WORK INSTRUCTIONS:
From the journal entry on whether plants have a mind, pull out the passage starting with "I would argue" and going on through "they should be.", copied word for word.
*** SUPPLIED TEXT Section Begins ***
17th May ‘11  (taken from my personal journal…)

I wonder if plants have a mind?
To me it seems very narrow minded of us to believe that only the higher forms of animal life possess what we normally refer to as a mind.
But if we were to think again about what ‘having a mind’ means, then perhaps we could see a little further…

My current understanding of ‘mind’ is that it is not the thinking part of a person, but that it is the hidden driver, it is the impetus, behind everything that we do (but in my definition, this is not the same as ‘spirit).
The body is simply a biomechanical machine that is under the direct control of the person within.
Admittedly, there are many, many automatic functions that go on all the time with no input from the conscious mind. However, each of those functions occurs again and again, as and when required due to an awareness of purpose, even if a particular organ has no self-awareness (although I might argue that there is self awareness because the conscious mind inhabits the same physical body as those automatic functions. And my feeling is that ‘mind’ extends throughout the physical body; it doesn’t only reside behind the eyes.)

Obviously we have a greater capacity to affect the world around us than a plant has, but this is because we have an active, analytical, brain capable of anticipation and forethought, and a body that, unlike a plant, allows us to transplant physical entities from their place of origin to another of our bidding.

The ‘mind’ behind this is what I might refer to as our inherent nature. It is the part of us that has an awareness of purpose, but no awareness of self.
I would argue that it is the conscious part of our being that has awareness of self, but that there is this other, deeper, more primeval part of our being, that defines our nature and drives us toward what we naturally strive for.

But for human’s, all too often the thinking part gets in the way of real personal development. So many people strive to be what others have told them they should be.

The biggest mistake that any of us can make is to believe what other people say about us. – Madonna

In terms of a plant (or any other living thing that we traditionally think of as having no mind), the mind within, would be it’s impetus to develop towards what that type of plant always becomes.

An acorn always grows to an oak tree.
A poppy seed always grows into a poppy.
A seed from an apple always grows to an apple tree.

But what drives this predictable outcome?  It is really simple biology?  Or is it more than that?

There is a developing feeling deep within me, (see also 9th Jan ’09) that it is more than simply the measurable parts of the physical world. That there is something intangible that makes it happen… otherwise a seed would just rest on the ground until the next mouse came along and ate it up!

All this has just made me remember what Steve Newell (friend and Christian pastor) suspects I am looking for, i.e. ‘The nature of nature.’
I think he’s right.

And this is what I see as the essence of Tao.
This, to me, is what came before the invention of God. It is greater than God.

‘Love’ as described in a typically Christian way has all the hallmarks of an origin that is greater than that which can be projected by an individual. I can’t help but think that it is very similar in traits to Tao. But, that Tao doesn’t care, it merely provides the life force that can be used or not.

If ‘love’ cares for us, then that implies that it has an awareness of sorts, perhaps even an intelligence?  This is where it fails to work for me.
*** SUPPLIED TEXT Section Ends ***
*** DATASET RECORDS Section Begins ***
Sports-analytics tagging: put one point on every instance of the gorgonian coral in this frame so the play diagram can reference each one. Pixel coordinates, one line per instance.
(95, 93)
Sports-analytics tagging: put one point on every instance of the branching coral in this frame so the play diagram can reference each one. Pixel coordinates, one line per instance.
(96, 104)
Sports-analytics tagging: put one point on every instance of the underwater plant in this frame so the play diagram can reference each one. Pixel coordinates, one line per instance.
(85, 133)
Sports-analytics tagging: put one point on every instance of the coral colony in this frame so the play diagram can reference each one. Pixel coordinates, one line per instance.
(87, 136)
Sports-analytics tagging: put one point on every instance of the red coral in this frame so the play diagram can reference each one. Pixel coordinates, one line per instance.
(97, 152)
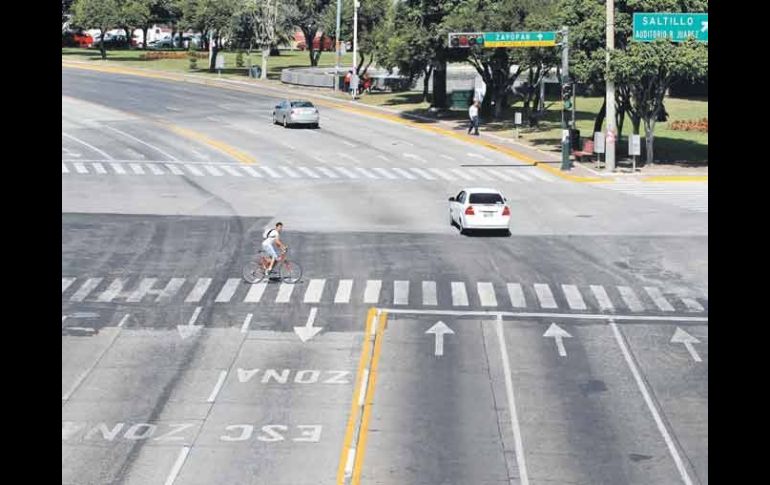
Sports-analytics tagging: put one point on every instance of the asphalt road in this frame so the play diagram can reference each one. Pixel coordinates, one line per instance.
(174, 370)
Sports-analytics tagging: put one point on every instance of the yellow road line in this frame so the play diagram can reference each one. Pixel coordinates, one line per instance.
(363, 363)
(363, 432)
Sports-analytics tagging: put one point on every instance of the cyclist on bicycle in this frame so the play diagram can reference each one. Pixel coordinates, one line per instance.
(271, 242)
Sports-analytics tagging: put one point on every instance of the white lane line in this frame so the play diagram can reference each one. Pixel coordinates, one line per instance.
(252, 172)
(291, 173)
(270, 171)
(460, 173)
(459, 294)
(308, 172)
(118, 168)
(515, 426)
(631, 300)
(314, 290)
(422, 173)
(155, 170)
(246, 322)
(344, 171)
(113, 290)
(429, 296)
(574, 298)
(88, 287)
(217, 387)
(344, 289)
(372, 291)
(366, 173)
(200, 288)
(650, 404)
(137, 169)
(441, 173)
(401, 292)
(212, 170)
(173, 169)
(403, 173)
(228, 290)
(516, 294)
(692, 304)
(385, 173)
(65, 283)
(284, 293)
(486, 294)
(78, 140)
(605, 304)
(128, 135)
(659, 299)
(231, 170)
(544, 296)
(177, 465)
(255, 292)
(328, 172)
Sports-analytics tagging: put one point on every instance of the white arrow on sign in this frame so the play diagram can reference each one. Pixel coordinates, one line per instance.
(308, 331)
(190, 329)
(439, 329)
(559, 334)
(682, 337)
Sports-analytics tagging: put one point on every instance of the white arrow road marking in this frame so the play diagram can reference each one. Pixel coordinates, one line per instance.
(308, 331)
(682, 337)
(439, 329)
(559, 334)
(190, 329)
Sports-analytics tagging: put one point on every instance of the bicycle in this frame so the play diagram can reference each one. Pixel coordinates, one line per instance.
(288, 271)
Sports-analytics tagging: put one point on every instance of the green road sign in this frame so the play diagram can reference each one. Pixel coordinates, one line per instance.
(677, 27)
(519, 39)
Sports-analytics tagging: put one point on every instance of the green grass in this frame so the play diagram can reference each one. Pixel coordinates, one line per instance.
(132, 58)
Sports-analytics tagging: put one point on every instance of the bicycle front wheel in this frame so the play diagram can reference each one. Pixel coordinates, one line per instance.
(253, 272)
(290, 272)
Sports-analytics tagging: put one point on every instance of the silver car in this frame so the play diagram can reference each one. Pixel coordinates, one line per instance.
(296, 112)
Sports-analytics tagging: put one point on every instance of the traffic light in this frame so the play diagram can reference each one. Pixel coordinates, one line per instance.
(567, 90)
(466, 40)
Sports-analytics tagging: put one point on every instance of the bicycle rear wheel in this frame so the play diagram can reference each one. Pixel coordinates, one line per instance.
(290, 272)
(253, 272)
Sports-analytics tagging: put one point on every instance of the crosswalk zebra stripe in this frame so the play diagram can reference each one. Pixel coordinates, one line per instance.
(384, 173)
(87, 287)
(574, 298)
(284, 293)
(314, 290)
(486, 293)
(255, 292)
(459, 294)
(401, 292)
(344, 289)
(429, 296)
(228, 290)
(631, 300)
(372, 291)
(602, 298)
(544, 296)
(658, 298)
(516, 293)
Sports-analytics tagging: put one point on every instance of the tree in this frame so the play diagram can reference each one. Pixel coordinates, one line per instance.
(98, 14)
(647, 70)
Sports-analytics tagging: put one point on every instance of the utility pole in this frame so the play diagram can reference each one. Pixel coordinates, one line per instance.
(609, 144)
(337, 43)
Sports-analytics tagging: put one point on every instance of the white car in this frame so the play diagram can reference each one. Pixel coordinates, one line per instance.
(479, 208)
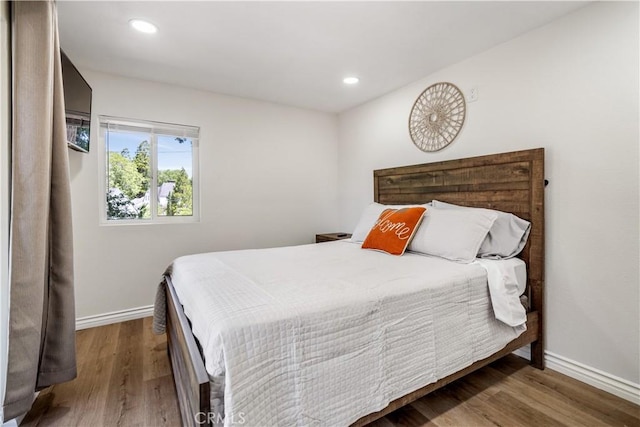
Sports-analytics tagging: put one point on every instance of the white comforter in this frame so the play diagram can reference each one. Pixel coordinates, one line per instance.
(324, 334)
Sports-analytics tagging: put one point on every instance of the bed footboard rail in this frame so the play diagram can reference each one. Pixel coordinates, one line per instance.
(189, 374)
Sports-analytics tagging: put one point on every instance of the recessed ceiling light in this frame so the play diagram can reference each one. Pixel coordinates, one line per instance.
(143, 26)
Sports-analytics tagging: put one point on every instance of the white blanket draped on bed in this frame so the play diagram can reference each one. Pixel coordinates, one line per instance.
(324, 334)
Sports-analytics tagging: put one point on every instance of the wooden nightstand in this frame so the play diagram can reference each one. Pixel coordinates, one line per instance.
(330, 237)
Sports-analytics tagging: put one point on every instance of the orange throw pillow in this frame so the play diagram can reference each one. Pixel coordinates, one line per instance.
(394, 229)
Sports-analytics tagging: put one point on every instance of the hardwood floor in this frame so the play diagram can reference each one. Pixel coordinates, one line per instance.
(124, 379)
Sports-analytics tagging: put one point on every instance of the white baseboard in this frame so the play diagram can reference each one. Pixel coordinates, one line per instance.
(113, 317)
(592, 376)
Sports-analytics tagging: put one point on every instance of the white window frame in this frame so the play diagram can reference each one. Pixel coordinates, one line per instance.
(154, 129)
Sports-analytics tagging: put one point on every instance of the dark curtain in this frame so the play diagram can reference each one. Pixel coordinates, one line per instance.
(42, 312)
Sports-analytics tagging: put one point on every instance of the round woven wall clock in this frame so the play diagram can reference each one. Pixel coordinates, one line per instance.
(437, 116)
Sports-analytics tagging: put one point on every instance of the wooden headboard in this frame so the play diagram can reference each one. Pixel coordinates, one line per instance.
(510, 182)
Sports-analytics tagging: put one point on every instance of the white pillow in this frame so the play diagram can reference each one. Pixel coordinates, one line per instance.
(454, 234)
(507, 236)
(370, 215)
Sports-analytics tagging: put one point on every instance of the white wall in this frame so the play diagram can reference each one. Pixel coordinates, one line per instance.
(268, 177)
(571, 87)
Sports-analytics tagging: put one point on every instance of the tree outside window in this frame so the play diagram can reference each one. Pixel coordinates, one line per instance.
(150, 171)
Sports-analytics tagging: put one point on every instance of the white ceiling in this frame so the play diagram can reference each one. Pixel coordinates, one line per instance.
(293, 53)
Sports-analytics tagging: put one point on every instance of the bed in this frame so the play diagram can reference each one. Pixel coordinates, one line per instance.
(509, 182)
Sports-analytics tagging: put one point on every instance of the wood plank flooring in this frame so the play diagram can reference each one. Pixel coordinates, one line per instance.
(124, 379)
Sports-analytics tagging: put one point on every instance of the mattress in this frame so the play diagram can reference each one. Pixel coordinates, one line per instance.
(323, 334)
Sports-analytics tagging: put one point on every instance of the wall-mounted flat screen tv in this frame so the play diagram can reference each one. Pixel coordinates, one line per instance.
(77, 100)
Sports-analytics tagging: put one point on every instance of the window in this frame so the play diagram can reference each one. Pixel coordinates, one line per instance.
(150, 171)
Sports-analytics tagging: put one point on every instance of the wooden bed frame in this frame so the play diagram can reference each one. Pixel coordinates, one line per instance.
(510, 182)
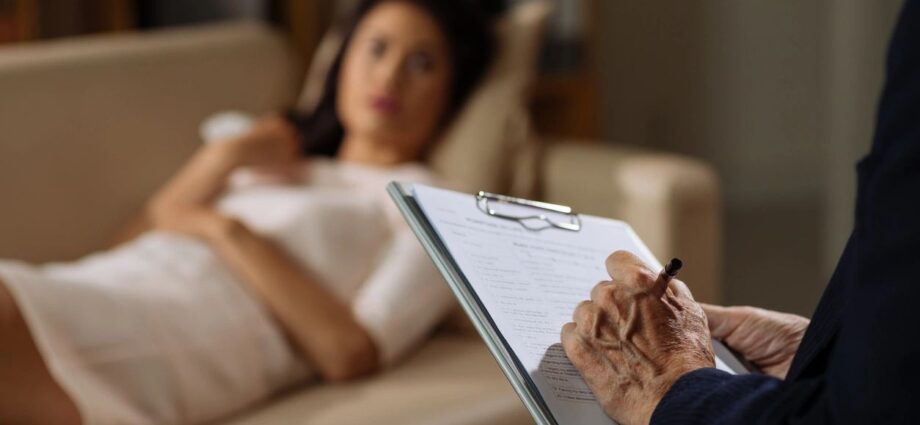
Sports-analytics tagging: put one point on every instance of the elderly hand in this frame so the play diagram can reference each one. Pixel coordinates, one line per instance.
(634, 339)
(271, 143)
(768, 339)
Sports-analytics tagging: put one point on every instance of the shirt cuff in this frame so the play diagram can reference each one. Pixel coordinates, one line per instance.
(676, 405)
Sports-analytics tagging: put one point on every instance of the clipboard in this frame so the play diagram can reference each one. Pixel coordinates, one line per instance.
(542, 216)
*** DATASET RECORDS Section Ends ***
EXPECTED ANSWER:
I would argue that it is the conscious part of our being that has awareness of self, but that there is this other, deeper, more primeval part of our being, that defines our nature and drives us toward what we naturally strive for.

But for human’s, all too often the thinking part gets in the way of real personal development. So many people strive to be what others have told them they should be.